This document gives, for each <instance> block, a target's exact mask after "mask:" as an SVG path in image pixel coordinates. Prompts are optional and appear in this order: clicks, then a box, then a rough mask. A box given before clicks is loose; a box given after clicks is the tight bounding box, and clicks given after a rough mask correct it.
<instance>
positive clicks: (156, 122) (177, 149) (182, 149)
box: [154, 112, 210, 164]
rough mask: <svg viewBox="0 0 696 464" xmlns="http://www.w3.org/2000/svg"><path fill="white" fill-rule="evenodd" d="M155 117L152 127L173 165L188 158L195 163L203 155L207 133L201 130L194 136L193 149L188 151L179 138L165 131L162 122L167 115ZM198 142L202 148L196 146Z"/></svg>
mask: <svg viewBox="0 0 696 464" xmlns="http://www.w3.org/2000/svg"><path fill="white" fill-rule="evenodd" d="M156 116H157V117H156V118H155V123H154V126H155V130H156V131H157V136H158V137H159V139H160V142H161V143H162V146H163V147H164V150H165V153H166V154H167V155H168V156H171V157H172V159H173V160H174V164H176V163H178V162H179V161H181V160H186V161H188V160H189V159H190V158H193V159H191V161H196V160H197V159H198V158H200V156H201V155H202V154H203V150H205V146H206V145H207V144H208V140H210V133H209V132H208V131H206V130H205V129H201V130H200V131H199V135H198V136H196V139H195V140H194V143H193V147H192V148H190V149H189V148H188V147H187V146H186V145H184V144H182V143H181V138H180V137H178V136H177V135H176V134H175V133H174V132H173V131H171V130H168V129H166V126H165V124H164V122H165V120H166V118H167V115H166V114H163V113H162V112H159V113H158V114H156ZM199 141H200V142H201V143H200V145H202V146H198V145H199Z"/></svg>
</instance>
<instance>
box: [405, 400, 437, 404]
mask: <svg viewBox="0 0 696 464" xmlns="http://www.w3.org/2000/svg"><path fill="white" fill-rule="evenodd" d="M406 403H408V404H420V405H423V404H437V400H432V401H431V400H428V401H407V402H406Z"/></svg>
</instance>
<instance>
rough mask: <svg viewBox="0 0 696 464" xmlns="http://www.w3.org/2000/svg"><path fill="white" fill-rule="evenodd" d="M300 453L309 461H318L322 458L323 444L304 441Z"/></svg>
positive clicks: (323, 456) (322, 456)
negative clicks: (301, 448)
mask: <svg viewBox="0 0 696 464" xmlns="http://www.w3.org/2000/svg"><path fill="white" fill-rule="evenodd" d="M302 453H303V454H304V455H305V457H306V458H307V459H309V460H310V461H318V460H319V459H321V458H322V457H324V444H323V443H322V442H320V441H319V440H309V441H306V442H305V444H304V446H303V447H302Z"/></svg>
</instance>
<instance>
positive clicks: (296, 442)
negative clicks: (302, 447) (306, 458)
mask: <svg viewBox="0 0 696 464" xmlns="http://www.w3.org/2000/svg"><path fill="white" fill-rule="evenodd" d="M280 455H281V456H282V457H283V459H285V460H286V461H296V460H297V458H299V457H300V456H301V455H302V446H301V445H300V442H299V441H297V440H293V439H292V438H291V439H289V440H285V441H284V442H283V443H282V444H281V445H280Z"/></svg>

===

Update these rows by changing every "rough mask" to "coarse mask" and leaving all other text as it is.

This document gives, for each <instance> block, a target's exact mask after "mask:" as an SVG path in image pixel coordinates. Prompts are optional and appear in this order: clicks, then a box, then a coarse mask. A box given before clicks is loose; a box given after clicks is the tight bounding box, and clicks given after a coarse mask correct it.
<instance>
positive clicks: (156, 122) (177, 149) (182, 149)
box: [154, 112, 210, 164]
coarse mask: <svg viewBox="0 0 696 464" xmlns="http://www.w3.org/2000/svg"><path fill="white" fill-rule="evenodd" d="M155 117L152 127L173 165L188 158L195 163L203 155L207 133L201 130L194 136L193 149L188 151L179 138L165 131L162 122L167 115ZM198 142L202 148L196 146Z"/></svg>
mask: <svg viewBox="0 0 696 464" xmlns="http://www.w3.org/2000/svg"><path fill="white" fill-rule="evenodd" d="M156 116H157V117H156V118H155V123H154V126H155V130H156V131H157V136H158V137H159V139H160V142H161V143H162V146H163V147H164V150H165V153H166V154H167V155H168V156H171V157H172V159H173V160H174V164H176V163H178V162H179V161H181V160H186V161H188V160H189V159H190V158H193V159H191V161H196V160H197V159H198V158H200V156H201V155H202V154H203V150H205V146H206V145H207V144H208V140H210V133H209V132H208V131H206V130H205V129H201V130H200V131H199V135H198V136H196V139H195V140H194V143H193V147H192V148H190V149H189V148H188V147H187V146H186V145H184V144H182V143H181V138H180V137H178V136H177V135H176V134H175V133H174V132H173V131H171V130H168V129H166V126H165V124H164V122H165V120H166V118H167V115H166V114H163V113H162V112H159V113H158V114H156ZM199 141H200V142H201V143H200V145H202V146H198V145H199Z"/></svg>
</instance>
<instance>
box: [405, 400, 437, 404]
mask: <svg viewBox="0 0 696 464" xmlns="http://www.w3.org/2000/svg"><path fill="white" fill-rule="evenodd" d="M406 403H408V404H420V405H423V404H437V400H432V401H431V400H428V401H407V402H406Z"/></svg>
</instance>
<instance>
coarse mask: <svg viewBox="0 0 696 464" xmlns="http://www.w3.org/2000/svg"><path fill="white" fill-rule="evenodd" d="M300 453L309 461H318L322 458L323 444L304 441Z"/></svg>
positive clicks: (323, 456) (322, 456)
negative clicks: (301, 448)
mask: <svg viewBox="0 0 696 464" xmlns="http://www.w3.org/2000/svg"><path fill="white" fill-rule="evenodd" d="M302 453H303V454H304V455H305V457H306V458H307V459H309V460H310V461H318V460H319V459H321V458H322V457H324V444H323V443H322V442H320V441H319V440H309V441H306V442H305V444H304V446H303V447H302Z"/></svg>
</instance>
<instance>
positive clicks: (296, 442)
negative clicks: (302, 447) (306, 458)
mask: <svg viewBox="0 0 696 464" xmlns="http://www.w3.org/2000/svg"><path fill="white" fill-rule="evenodd" d="M280 455H281V456H282V457H283V459H285V460H286V461H296V460H297V458H299V457H300V456H301V455H302V446H301V445H300V442H299V441H297V440H293V439H292V438H291V439H289V440H285V441H284V442H283V443H282V444H281V445H280Z"/></svg>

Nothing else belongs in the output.